* [任务 A]
请将坐标标注记录中从包含"Note: spot the tree shadow"的那一行起、至记录末尾止的部分（首尾两行均包括）表示为两列 CSV，列名分别为"指令"和"答案"。每条 Note 占一行，"指令"列填该 Note 及其 Target 的文字，"答案"列填对应的坐标，两个字段均加引号，字段内换行一律改为空格。

* [文本摘录]

------------------------

文章目录
一、论文介绍
个性化图像生成中的平衡问题:现有的zero-shot adapters方法(如IP-Adapter和OminiControl)在生成个性化图像时,难以平衡保留参考图像内容和遵循文本提示的要求。生成的图像往往只是复制个性化内容,而不是根据文本提示进行调整。
设计缺陷:现有的adapters在将个性化图像与文本描述结合时存在设计缺陷,导致生成的图像无法充分利用基础文本到图像扩散模型的概念理解能力。
Conceptrol框架:提出了一个简单但有效的框架Conceptrol,用于增强zero-shot adapters的性能,而无需增加计算开销。
注意力机制优化:通过分析注意力机制,Conceptrol利用基础扩散模型中的特定注意力块来生成文本概念掩码,并将其应用于参考图像的注意力图中,从而更好地结合个性化内容和文本提示。
代码的设计:设计了一个新的processor
对于输入的图像特征,在图像的注意力结果之后,用一个mask对注意力的结果进行修改
这个mask是用对应概念的文本嵌入的QK注意力计算得到的(文本的QK计算得到的注意力概率)
维度是怎么对齐的呢?
1:4096:1 2:4096:320
采用广播机制,将第一个矩阵的维度进行扩充,然后相当于对每个像素点(4096)都乘以了一个数
特征图的可视化结果是对QK得到的注意力的结果,然后取特定的文本token所在的位置的注意力图,然后取均值。(4096*77)
二、项目部署
Conceptrol项目的github链接
需要下载的权重
这里跑的是sd1.5的
huggingface下载ipadapter的权重
然后下载一个SD1.5的模型权重就OK了
huggingfacesd1.5的模型权重
三、效果展示
3.1ipadapter plus sd1.5的效果
需要将图像编码器的路径改为自己下载放置的路径
from PIL import Image
import torch
from ip_adapter import ConceptrolIPAdapterPlus, IPAdapterPlus
from ip_adapter.custom_pipelines import StableDiffusionCustomPipeline
def image_grid(imgs, rows, cols, res=256):
assert len(imgs) == rows*cols
w, h = imgs[0].size
h_res = int(res * h / w)
grid = Image.new('RGB', size=(cols*res, rows*h_res))
for i, img in enumerate(imgs):
grid.paste(img.resize((res, h_res)), box=(i%cols*res, i//cols*h_res))
return grid
squirrel_image = Image.open("/media/dell/DATA/RK/ComfyUI/input/s0038____1108_01_query_1_img_000160_1683446137098_06380306087744766.jpeg.jpg")

------------------------

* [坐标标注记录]

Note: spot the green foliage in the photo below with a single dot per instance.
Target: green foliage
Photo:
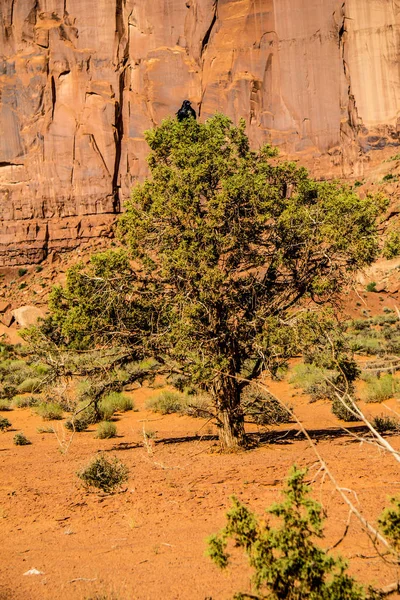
(227, 242)
(380, 389)
(287, 563)
(391, 248)
(106, 474)
(115, 402)
(20, 439)
(263, 408)
(49, 411)
(5, 404)
(32, 384)
(343, 411)
(86, 414)
(95, 302)
(385, 423)
(25, 401)
(4, 424)
(389, 523)
(315, 381)
(106, 430)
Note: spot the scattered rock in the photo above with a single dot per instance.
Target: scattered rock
(7, 318)
(4, 306)
(26, 316)
(33, 572)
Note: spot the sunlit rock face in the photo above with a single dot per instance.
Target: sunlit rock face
(80, 80)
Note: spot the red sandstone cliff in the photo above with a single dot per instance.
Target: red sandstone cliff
(80, 80)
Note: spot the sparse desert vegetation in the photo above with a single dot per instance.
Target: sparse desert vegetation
(200, 356)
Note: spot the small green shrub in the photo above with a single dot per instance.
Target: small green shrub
(7, 391)
(45, 429)
(342, 412)
(263, 409)
(380, 389)
(313, 380)
(391, 248)
(50, 411)
(4, 424)
(287, 562)
(106, 430)
(33, 384)
(114, 402)
(168, 402)
(83, 419)
(384, 423)
(25, 401)
(371, 287)
(21, 440)
(5, 404)
(106, 474)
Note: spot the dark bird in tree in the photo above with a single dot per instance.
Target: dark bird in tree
(186, 111)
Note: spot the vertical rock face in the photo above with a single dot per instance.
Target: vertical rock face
(80, 80)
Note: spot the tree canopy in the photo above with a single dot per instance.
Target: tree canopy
(228, 254)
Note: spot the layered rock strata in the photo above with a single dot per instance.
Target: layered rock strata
(80, 80)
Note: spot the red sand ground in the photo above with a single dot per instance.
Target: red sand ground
(149, 542)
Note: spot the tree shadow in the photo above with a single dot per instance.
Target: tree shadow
(256, 439)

------------------------

* [任务 B]
请重写关于 Conceptrol 的文本中以包含"注意力机制优化:通过分析注意"的词语开头、以"的QK计算得到的注意力概率)"结尾的部分，并将其中的"掩码"改为"遮罩"。

* [任务解答 A]
指令,答案
"Note: spot the tree shadow in the photo above with a single dot per instance. Target: tree shadow","(256, 439)"

* [任务解答 B]
注意力机制优化:通过分析注意力机制,Conceptrol利用基础扩散模型中的特定注意力块来生成文本概念遮罩,并将其应用于参考图像的注意力图中,从而更好地结合个性化内容和文本提示。
代码的设计:设计了一个新的processor
对于输入的图像特征,在图像的注意力结果之后,用一个mask对注意力的结果进行修改
这个mask是用对应概念的文本嵌入的QK注意力计算得到的(文本的QK计算得到的注意力概率)